Work instructions »
Please restate the following records word for word.

Dataset entries:
────────────────
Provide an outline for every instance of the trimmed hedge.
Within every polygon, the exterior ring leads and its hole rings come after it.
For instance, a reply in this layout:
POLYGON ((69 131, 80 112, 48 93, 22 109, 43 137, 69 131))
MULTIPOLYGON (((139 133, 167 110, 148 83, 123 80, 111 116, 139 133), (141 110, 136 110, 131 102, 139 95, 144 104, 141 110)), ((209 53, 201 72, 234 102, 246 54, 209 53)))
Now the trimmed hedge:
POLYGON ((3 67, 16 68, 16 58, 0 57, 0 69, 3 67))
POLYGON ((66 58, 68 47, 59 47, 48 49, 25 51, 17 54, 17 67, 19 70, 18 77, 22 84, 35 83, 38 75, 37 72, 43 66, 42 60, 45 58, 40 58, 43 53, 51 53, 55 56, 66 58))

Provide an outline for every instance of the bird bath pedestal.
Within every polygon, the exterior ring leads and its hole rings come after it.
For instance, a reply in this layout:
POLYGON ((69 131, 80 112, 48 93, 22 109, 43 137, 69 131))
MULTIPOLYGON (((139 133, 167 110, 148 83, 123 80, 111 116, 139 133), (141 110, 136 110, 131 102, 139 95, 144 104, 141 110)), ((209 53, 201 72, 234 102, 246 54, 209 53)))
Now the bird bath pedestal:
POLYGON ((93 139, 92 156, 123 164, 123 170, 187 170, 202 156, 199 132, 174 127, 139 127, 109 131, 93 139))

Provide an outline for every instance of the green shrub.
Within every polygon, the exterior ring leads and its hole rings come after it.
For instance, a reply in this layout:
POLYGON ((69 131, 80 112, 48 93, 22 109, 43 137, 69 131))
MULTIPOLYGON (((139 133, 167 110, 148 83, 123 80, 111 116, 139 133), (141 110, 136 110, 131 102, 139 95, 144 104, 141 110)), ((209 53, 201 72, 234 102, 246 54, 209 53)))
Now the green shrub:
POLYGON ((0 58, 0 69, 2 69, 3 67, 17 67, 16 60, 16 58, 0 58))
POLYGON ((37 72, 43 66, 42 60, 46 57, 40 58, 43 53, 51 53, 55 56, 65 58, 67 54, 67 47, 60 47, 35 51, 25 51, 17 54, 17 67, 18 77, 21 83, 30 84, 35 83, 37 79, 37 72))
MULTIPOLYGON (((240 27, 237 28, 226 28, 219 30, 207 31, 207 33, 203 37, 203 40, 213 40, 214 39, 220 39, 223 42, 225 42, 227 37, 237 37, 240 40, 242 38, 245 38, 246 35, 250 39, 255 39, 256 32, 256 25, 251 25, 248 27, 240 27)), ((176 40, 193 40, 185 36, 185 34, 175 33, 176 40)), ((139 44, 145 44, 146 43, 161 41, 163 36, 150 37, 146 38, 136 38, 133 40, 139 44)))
────────────────
The output »
Provide an outline for every instance of the trimmed hedge.
Within every polygon, the exterior ring leads and its hole rings come after it.
For instance, a reply in this layout:
POLYGON ((69 131, 80 112, 48 93, 22 109, 43 137, 69 131))
MULTIPOLYGON (((139 133, 167 110, 148 83, 123 80, 111 116, 139 133), (141 110, 136 110, 131 102, 139 95, 144 104, 141 110)), ((209 53, 201 72, 234 102, 246 54, 209 53)))
Now the trimmed hedge:
POLYGON ((3 67, 16 68, 16 58, 0 57, 0 69, 3 67))
POLYGON ((66 58, 68 47, 59 47, 48 49, 25 51, 17 54, 17 67, 19 70, 18 77, 22 84, 35 83, 38 75, 37 72, 43 66, 42 60, 45 58, 40 58, 43 53, 51 53, 55 56, 66 58))

Provide an outline for every instance of the bird bath pedestal.
Within every polygon, the exterior ring leads and its hole rings come after it.
For instance, a reply in this layout:
POLYGON ((69 131, 80 112, 48 93, 22 109, 43 137, 69 131))
MULTIPOLYGON (((139 133, 167 110, 148 83, 123 80, 111 116, 139 133), (141 110, 136 110, 131 102, 139 95, 144 104, 141 110)), ((209 53, 201 72, 234 102, 246 54, 209 53)))
Now the bird bath pedestal:
POLYGON ((93 139, 92 156, 123 164, 123 170, 187 170, 202 156, 199 132, 174 127, 139 127, 109 131, 93 139))

Provide an outline for every instance of the green shrub.
Within every polygon, the exterior ring leads and its hole rings come after it.
For instance, a reply in this layout:
POLYGON ((69 131, 80 112, 48 93, 22 109, 43 137, 69 131))
MULTIPOLYGON (((139 133, 167 110, 148 83, 123 80, 111 116, 139 133), (141 110, 136 110, 131 102, 139 95, 144 104, 141 110)), ((209 53, 201 72, 234 102, 246 54, 209 53)))
Now the green shrub:
POLYGON ((0 58, 0 69, 2 69, 3 67, 17 67, 16 60, 16 58, 0 58))
POLYGON ((37 72, 43 66, 42 60, 46 57, 40 58, 43 53, 51 53, 55 56, 65 58, 67 54, 67 47, 60 47, 35 51, 25 51, 17 54, 17 67, 18 77, 21 83, 30 84, 35 83, 37 79, 37 72))
MULTIPOLYGON (((240 27, 237 28, 226 28, 219 30, 207 31, 207 33, 203 37, 203 40, 213 40, 214 39, 220 39, 223 42, 225 42, 227 37, 237 37, 240 40, 242 38, 245 38, 246 35, 250 39, 255 39, 256 32, 256 25, 251 25, 248 27, 240 27)), ((176 40, 193 40, 185 36, 185 34, 175 33, 176 40)), ((139 44, 145 44, 146 43, 161 41, 163 36, 150 37, 146 38, 136 38, 133 40, 139 44)))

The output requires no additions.